Which lines in the items below contain the word "Give", counting uppercase and lowercase as different? Locate each of them and copy it out in full.
-=-=-
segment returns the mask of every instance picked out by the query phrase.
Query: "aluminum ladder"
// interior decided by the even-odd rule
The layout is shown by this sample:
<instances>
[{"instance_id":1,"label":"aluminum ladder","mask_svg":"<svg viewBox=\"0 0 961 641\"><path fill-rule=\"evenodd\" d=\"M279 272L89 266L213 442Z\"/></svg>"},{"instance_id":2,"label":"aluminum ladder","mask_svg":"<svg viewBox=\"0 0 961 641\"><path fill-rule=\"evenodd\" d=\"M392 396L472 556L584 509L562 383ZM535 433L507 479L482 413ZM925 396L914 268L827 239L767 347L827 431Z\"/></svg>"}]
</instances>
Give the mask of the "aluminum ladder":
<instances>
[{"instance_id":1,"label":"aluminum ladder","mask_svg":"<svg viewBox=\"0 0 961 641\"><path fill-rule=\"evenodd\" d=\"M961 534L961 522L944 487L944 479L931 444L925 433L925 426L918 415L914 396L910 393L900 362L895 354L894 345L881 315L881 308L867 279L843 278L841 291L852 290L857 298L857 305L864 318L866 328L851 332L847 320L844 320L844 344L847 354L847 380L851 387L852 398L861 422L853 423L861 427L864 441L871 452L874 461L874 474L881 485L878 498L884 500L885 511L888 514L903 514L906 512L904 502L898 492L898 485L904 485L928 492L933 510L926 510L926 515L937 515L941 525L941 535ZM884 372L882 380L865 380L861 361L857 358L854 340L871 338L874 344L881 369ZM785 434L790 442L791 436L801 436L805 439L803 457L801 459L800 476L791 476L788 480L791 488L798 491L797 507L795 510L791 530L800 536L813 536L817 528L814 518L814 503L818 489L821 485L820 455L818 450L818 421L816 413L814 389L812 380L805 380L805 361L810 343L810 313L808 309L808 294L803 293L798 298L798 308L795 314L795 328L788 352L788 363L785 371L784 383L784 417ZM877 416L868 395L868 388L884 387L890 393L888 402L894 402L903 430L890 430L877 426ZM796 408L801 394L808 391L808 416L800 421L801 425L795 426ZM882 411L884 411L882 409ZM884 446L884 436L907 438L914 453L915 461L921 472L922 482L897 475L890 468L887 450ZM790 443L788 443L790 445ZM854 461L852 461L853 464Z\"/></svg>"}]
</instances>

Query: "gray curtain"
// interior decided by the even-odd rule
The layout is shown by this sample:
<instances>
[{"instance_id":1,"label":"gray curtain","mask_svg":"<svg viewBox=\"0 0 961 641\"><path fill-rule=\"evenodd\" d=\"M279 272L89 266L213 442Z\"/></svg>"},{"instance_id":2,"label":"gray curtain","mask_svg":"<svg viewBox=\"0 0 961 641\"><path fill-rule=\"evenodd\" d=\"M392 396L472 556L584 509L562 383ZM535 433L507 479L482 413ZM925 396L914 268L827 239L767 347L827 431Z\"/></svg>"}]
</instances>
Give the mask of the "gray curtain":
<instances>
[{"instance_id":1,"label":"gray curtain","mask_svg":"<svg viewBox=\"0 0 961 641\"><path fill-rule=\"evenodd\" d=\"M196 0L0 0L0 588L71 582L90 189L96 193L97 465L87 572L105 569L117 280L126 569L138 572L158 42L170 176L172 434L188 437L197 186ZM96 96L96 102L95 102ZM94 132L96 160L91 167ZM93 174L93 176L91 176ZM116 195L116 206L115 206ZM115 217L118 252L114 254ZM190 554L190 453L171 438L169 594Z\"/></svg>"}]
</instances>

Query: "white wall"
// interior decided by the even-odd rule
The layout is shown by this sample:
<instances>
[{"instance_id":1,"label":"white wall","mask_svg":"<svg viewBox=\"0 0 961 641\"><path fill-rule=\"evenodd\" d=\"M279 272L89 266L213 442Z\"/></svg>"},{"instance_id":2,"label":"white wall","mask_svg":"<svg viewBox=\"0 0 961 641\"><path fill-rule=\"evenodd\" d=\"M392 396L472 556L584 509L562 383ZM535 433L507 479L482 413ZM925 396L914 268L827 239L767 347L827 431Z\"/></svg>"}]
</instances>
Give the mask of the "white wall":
-=-=-
ANSWER BELOW
Give the mask of the "aluminum ladder":
Give the mask of the "gray curtain":
Give the mask of the "white wall":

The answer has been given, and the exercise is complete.